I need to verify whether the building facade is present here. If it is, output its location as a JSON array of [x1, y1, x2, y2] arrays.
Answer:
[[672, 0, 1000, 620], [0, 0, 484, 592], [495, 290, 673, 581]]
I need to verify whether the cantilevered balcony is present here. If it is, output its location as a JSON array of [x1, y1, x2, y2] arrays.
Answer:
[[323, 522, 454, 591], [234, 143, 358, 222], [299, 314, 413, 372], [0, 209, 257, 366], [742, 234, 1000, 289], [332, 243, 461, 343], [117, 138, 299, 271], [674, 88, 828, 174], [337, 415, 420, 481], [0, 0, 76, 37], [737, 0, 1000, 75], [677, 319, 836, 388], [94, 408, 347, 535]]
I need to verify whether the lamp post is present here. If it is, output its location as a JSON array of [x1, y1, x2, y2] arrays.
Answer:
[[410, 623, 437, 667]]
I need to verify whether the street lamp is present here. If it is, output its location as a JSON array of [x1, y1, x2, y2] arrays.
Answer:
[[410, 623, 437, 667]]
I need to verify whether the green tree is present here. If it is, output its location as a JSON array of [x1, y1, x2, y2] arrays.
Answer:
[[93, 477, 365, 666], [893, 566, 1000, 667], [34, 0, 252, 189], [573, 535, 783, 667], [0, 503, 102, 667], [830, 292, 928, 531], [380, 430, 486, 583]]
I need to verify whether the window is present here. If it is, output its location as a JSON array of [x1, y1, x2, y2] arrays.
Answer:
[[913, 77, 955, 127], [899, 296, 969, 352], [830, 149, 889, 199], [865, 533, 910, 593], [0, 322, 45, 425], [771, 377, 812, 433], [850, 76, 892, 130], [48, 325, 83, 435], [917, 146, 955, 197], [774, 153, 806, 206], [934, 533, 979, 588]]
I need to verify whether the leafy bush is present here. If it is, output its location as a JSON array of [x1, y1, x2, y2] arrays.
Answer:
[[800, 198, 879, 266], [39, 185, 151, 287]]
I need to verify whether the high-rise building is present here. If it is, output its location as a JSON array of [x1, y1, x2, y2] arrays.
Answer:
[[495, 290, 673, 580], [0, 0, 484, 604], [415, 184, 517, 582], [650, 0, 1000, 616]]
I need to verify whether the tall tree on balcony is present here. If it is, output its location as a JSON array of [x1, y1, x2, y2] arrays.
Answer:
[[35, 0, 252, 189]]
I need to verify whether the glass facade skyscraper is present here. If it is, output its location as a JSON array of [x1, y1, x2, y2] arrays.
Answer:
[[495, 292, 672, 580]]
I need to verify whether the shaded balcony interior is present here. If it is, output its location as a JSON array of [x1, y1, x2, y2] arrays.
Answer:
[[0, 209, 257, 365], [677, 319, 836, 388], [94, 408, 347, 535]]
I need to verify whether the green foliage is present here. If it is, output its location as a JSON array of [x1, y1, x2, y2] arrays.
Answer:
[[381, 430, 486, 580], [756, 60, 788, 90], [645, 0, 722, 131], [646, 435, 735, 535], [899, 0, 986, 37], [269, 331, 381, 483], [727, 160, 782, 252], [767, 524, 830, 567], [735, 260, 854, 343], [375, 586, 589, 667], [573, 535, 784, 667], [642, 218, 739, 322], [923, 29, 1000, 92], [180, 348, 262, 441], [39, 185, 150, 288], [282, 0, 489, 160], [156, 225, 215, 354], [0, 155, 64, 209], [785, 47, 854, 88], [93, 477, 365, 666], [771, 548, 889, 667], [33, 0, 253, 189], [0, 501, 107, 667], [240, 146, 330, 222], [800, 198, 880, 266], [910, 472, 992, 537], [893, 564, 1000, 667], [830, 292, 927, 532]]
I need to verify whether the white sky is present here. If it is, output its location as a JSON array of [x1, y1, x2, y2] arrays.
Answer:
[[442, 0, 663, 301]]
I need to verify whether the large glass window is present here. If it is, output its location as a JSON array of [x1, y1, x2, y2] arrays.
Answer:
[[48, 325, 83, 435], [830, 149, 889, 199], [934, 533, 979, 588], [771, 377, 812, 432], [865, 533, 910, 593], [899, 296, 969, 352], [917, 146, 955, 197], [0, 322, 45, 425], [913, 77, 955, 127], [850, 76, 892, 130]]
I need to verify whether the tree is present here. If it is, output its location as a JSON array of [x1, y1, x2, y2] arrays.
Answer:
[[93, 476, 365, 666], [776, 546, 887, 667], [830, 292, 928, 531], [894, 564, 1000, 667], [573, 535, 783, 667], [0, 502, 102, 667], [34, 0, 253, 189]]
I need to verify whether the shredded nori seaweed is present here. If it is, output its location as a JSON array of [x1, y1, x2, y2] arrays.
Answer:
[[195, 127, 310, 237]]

#####

Given request =
Please turn the data into a numbered list, starting at the line that contains "I need to verify whether the white" and running through the end of the data, with blank lines left out.

Full response =
1. I need to verify whether the white sky is present here. If it is, output its location as a JSON array of [x1, y1, x2, y2] arrays.
2. Answer:
3. [[442, 0, 663, 301]]
4. I need to verify whether the large glass window is present here. If it is, output its location as a JSON array of [x1, y1, x2, y2] arrays.
5. Answer:
6. [[48, 325, 83, 435], [830, 149, 889, 199], [934, 533, 979, 588], [771, 377, 812, 432], [865, 533, 910, 593], [899, 296, 969, 352], [917, 146, 955, 197], [0, 322, 45, 425], [913, 77, 955, 127], [850, 76, 892, 130]]
7. I need to verify whether the tree is present here. If it is, output its location as a JSON array of [x1, y1, x2, y2] arrays.
8. Answer:
9. [[93, 476, 365, 666], [776, 546, 887, 667], [830, 292, 928, 531], [894, 564, 1000, 667], [573, 535, 783, 667], [0, 502, 102, 667], [34, 0, 253, 189]]
10. I need to verify whether the shredded nori seaweed is present here. If it is, output its location as a JSON array of [x1, y1, x2, y2] arrays.
11. Answer:
12. [[195, 127, 310, 237]]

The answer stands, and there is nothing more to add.